DIRECTIONS —
1) In the chronology of Turkey–PKK events, repeat everything from "April 21, 2012: One" down to "face terrible consequences.".
2) In the chronology of Turkey–PKK events, what does the Turkish government name as the PKK's biggest source of financing?
3) Go on with the chronology of Turkey–PKK events from the point where it stops.

SOURCE DOCUMENT —
============================================================

April 30, 2012: Turkish gendarmes arrested four PKK rebels in Sanliurfa province (southeastern Turkey, Syrian border). The government indicated that the four PKK fighters had received terrorist bomb training in PKK camps in Syria. This led to speculation that the Syrian government of dictator Bashir al-Assad was using PKK fighters to attack Turkey. Rash statements made by Syrian members of the PKK, in 2011, and earlier this year, explicitly said that the PKK would launch attacks in Turkey if Turkey intervened militarily in Syria.

April 26, 2012: The Turkish government asserted that the PKK’s biggest source of financing is a tax imposed on material smuggled into Turkey from Iraq and Iran. The smuggled material includes illegal narcotics and petroleum products.

Six PKK fighters were slain in a series of firefights in Bingol province (southeastern Turkey). One PKK rebel was captured. Two Turkish soldiers died in the battles. The Turkish military indicated that the number of armed clashes with the PKK is increasing because the weather is warmer.

April 23, 2012: American media have reported that the president of Iraq’s KRG, Massud Barzani, may be pursuing a deal with Turkey in exchange for Turkish support for increased KRG autonomy from Iraq. The KRG would provide Turkey with all the oil it needs. This story has appeared before, but the Iraqi national government’s decision to remain neutral regarding Syria’s civil war has fueled new speculation that Turkey’s relationship with the Iraqi government will face new strains.

April 21, 2012: One Turkish soldier was killed when he stepped on a land mine near the town of Uludere (Sirnak province).

April 20, 2012: KRG President Massoud Barzani has held a meeting in Turkey with Turkish Prime Minister Recep Tayyip Erdo and other senior officials. The meetings followed a statement by the Turkish government that it will cease all military operations against the PKK when the PKK lays down its weapons. Before he left Turkey Barzani said that the PKK should end its armed struggle with the Turkish government or face terrible consequences.

============================================================

INFORMATION SHOWN —
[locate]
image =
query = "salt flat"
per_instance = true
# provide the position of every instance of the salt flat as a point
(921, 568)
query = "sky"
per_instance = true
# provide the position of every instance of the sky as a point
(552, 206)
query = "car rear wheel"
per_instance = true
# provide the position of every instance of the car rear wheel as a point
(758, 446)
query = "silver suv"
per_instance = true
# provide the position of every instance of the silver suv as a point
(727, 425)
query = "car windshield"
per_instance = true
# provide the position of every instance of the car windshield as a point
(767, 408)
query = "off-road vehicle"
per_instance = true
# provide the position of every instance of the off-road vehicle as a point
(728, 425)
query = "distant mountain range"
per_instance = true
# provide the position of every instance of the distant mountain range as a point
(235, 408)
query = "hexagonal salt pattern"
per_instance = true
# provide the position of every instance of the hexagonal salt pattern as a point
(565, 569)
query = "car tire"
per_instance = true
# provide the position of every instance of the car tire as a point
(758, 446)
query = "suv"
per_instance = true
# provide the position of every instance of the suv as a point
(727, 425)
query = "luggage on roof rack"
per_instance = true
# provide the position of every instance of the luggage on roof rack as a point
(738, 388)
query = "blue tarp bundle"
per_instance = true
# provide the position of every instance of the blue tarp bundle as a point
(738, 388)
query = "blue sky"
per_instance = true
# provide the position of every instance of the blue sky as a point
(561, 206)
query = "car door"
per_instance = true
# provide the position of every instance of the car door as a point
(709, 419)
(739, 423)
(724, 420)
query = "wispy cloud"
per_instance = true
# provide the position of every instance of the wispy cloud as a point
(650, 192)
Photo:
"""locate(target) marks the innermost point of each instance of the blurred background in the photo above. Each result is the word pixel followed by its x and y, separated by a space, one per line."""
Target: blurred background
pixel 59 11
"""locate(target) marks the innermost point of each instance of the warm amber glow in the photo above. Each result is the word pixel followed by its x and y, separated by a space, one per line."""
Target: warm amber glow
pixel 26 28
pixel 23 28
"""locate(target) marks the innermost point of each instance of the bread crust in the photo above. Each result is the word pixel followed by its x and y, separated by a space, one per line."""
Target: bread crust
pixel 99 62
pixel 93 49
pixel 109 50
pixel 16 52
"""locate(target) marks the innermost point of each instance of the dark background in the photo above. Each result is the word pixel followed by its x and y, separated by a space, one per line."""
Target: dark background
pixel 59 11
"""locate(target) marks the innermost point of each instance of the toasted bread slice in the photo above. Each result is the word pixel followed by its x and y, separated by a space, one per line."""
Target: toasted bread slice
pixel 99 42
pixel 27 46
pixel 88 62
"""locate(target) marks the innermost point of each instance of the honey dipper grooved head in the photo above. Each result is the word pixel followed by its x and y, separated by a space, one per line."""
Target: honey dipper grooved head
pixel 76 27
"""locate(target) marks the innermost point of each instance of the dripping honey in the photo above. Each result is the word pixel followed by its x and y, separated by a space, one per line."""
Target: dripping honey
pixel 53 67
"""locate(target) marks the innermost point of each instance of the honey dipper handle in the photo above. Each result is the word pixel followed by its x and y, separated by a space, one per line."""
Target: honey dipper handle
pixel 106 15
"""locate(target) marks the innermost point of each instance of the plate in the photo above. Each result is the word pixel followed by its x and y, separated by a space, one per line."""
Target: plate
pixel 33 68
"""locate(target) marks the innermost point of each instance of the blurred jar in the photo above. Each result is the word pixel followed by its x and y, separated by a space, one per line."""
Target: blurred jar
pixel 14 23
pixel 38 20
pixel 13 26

============================================================

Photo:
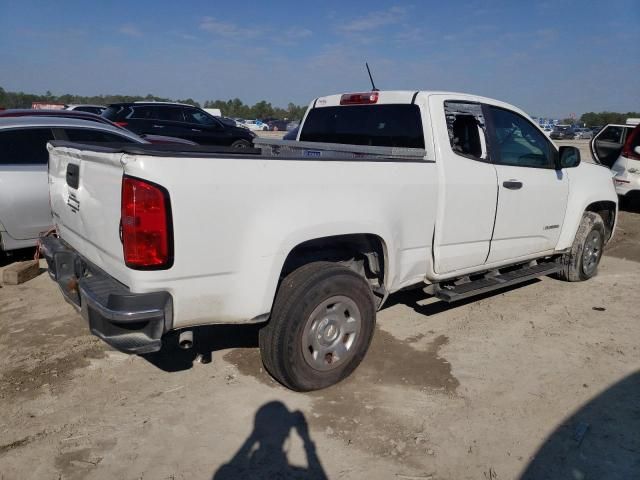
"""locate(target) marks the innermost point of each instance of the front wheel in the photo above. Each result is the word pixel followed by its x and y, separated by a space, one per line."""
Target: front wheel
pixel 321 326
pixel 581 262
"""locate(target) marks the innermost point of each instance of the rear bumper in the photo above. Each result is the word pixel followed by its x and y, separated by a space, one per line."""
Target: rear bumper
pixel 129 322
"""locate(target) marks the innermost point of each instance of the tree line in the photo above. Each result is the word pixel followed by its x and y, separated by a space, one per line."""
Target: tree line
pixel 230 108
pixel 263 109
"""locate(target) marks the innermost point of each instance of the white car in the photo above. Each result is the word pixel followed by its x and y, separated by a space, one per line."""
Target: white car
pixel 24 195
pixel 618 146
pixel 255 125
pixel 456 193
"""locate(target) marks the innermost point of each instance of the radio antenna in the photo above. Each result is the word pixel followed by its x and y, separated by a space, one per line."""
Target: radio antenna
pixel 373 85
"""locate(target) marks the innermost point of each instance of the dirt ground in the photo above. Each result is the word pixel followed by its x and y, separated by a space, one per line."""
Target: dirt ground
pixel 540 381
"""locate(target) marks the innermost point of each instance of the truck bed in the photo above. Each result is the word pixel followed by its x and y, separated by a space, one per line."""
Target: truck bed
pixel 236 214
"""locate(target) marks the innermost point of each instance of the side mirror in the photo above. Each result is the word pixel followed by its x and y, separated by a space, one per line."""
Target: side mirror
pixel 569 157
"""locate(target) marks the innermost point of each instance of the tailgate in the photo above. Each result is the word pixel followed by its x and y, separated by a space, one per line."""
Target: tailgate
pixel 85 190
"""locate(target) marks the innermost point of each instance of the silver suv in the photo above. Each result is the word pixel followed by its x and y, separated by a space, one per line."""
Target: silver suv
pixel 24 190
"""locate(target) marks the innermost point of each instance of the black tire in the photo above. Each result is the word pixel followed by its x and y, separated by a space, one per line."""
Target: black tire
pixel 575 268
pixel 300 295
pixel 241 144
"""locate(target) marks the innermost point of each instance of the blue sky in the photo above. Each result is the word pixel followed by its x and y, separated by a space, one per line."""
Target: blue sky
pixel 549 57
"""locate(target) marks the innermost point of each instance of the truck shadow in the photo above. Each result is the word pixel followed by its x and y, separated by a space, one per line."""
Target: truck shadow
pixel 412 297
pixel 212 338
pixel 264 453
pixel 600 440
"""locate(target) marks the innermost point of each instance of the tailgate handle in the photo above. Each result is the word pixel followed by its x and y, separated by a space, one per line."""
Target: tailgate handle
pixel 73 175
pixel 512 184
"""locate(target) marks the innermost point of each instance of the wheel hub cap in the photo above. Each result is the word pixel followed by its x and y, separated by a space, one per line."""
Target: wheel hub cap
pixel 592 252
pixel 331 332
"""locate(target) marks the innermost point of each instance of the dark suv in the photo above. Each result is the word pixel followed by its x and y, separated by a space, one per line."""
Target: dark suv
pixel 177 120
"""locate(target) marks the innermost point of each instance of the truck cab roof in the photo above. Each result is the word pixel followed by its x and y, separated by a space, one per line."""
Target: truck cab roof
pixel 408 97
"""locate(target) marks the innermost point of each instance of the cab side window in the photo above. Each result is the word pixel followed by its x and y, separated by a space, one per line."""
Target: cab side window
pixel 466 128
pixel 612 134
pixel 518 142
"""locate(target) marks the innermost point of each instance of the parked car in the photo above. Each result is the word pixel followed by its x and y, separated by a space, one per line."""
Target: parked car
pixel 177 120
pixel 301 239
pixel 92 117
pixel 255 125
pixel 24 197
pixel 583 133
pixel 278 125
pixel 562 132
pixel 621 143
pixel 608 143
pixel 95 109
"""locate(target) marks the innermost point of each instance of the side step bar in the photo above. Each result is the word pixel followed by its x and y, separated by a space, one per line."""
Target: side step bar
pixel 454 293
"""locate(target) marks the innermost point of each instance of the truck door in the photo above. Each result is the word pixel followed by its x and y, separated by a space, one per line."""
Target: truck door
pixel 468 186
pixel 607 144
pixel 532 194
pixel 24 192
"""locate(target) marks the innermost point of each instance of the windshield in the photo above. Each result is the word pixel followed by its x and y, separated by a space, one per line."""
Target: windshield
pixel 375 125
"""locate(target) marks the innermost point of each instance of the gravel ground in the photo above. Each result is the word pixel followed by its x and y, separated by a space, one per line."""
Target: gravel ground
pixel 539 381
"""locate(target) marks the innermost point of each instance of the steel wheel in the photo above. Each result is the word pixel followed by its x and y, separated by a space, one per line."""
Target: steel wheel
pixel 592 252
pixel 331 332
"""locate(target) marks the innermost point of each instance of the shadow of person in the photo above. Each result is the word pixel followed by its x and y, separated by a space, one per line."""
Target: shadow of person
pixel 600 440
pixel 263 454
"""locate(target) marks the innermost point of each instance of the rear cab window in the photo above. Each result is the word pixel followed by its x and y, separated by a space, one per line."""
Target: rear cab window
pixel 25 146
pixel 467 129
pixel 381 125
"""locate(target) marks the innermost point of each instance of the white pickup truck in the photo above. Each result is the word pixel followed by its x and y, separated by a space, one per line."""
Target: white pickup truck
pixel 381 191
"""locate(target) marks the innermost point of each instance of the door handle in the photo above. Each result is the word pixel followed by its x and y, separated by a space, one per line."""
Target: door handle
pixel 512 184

============================================================

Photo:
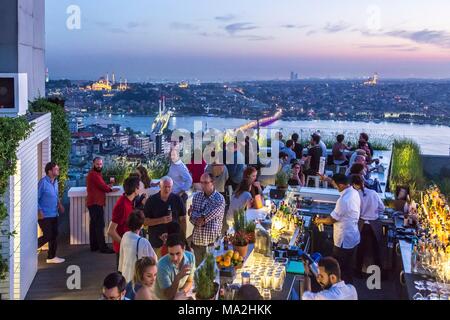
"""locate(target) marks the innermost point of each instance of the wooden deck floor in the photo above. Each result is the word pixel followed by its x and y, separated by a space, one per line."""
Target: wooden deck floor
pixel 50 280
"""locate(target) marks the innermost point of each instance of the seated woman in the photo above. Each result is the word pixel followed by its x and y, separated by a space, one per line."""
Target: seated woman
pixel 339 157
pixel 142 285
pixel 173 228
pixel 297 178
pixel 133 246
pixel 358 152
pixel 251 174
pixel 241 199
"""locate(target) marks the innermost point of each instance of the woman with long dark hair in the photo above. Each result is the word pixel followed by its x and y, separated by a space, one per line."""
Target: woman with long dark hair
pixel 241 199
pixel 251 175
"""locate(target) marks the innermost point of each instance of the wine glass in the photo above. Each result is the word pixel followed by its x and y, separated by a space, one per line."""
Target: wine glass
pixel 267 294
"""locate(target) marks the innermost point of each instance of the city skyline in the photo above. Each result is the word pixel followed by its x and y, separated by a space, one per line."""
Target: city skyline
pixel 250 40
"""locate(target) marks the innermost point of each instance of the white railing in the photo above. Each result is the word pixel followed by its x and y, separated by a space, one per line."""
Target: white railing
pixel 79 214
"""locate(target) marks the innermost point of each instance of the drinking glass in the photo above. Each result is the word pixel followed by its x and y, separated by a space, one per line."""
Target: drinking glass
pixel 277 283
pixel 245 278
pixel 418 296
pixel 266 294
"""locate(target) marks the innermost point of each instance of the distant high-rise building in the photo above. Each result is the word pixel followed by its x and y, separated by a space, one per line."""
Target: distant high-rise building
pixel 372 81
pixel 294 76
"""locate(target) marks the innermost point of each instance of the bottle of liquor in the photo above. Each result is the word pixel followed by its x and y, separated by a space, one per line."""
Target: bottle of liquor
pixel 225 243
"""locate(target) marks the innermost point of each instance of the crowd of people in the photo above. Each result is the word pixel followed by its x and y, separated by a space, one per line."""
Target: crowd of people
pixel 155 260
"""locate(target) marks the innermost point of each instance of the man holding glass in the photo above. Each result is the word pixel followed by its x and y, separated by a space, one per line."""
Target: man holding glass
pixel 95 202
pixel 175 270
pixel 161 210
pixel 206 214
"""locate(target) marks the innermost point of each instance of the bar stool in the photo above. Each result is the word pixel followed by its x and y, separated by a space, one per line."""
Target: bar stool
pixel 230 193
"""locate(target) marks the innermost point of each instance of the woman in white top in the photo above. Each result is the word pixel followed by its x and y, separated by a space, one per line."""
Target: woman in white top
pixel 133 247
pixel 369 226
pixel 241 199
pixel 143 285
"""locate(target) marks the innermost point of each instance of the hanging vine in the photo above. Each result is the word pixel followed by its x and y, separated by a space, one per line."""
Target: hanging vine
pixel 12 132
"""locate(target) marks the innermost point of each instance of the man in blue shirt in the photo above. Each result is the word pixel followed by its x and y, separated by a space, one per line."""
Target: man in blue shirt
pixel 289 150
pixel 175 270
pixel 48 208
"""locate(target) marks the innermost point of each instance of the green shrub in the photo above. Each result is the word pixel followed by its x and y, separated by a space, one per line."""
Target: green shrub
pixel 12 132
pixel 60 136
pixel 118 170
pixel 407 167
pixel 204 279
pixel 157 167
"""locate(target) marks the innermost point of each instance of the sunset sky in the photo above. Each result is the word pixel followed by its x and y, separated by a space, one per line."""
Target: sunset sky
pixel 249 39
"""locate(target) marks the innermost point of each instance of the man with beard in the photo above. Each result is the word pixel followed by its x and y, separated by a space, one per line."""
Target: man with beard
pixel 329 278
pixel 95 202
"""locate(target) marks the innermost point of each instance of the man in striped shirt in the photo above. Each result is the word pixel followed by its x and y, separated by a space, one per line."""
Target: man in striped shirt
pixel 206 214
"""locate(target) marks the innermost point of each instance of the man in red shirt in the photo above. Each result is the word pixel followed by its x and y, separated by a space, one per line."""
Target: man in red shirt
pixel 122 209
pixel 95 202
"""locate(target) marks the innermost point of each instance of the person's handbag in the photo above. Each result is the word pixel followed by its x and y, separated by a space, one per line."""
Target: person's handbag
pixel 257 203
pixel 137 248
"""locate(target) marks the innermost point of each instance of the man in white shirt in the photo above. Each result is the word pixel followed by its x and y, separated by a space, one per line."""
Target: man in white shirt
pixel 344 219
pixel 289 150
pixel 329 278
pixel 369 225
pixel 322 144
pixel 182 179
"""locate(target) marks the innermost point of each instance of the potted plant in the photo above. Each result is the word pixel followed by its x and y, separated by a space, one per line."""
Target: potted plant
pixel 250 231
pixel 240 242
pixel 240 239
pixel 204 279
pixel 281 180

============================================================

ANSWERS BY ITEM NUMBER —
1)
April 21, 2012: One Turkish soldier was killed when he stepped on a land mine near the town of Uludere (Sirnak province).

April 20, 2012: KRG President Massoud Barzani has held a meeting in Turkey with Turkish Prime Minister Recep Tayyip Erdo and other senior officials. The meetings followed a statement by the Turkish government that it will cease all military operations against the PKK when the PKK lays down its weapons. Before he left Turkey Barzani said that the PKK should end its armed struggle with the Turkish government or face terrible consequences.

2) A tax imposed on material smuggled into Turkey from Iraq and Iran.

3)
April 19, 2012: A group of PKK political supporters threw eggs and stones at the Turkish embassy in Athens, Greece and police arrested 16 demonstrators.

April 18, 2012: Turkish security personnel (this usually means gendarmes or national police special operations units) arrested 21 people in Hakkari province. The counter-insurgent sweep took place near the town of Cukurca. The government claimed that the 21 people detained are suspected of belonging to the PKK. Several of the arrested may have helped the PKK conduct its attack of October 19, 2011, on a border post near Cukurca which left 24 soldiers dead.

April 15, 2012: A gendarme unit killed two PKK terrorists in what was described as a PKK hideout. One of the terrorists was identified as the senior commander of PKK operations in the Black Sea region. The gendarme operation took place in Amasya province (north central Turkey, not far from the Black Sea) after two Turkish soldiers were slain in the town of nearby Çigdemlik on April 11.

April 13, 2012: Turkish security forces killed two PKK fighters in a battle near the town of Nusaybin (Mardin province, southeastern Turkey).

April 12, 2012: Turkish Army units battled PKK militants in a series of firefights near the town of Uludere (Sirnak province, Iraqi border area). Two Turkish soldiers died in the firefights and three soldiers were wounded. The army reported that it had heli-lifted reinforcing infantry units into the area after the firefights.

April 9, 2012: The Syrian wing of the PKK continues to make pro-Assad regime statements. Meanwhile, several Syrian Kurdish groups say that while they favor the rebellion (and do not support the PKK) they do not believe Syria’s rebels will defeat the government. These Syrian Kurdish groups are demanding that the rebel Syrian National Council (rebel political umbrella organization) support cultural and political rights for Kurds. So far the SNC has not.

April 7, 2012: The Turkish government reported that senior Syrian PKK leader Fehman Hussein has returned to Iraq after getting medical attention in Syria. Hussein was wounded in a battle inside Turkey earlier this year.

April 6, 2012: The U.S. government has asked Iraqi KRG president Massud Barzani to improve relations with the Iraqi national government in Baghdad. Barzani visited the U.S. and spoke with the American vice-president.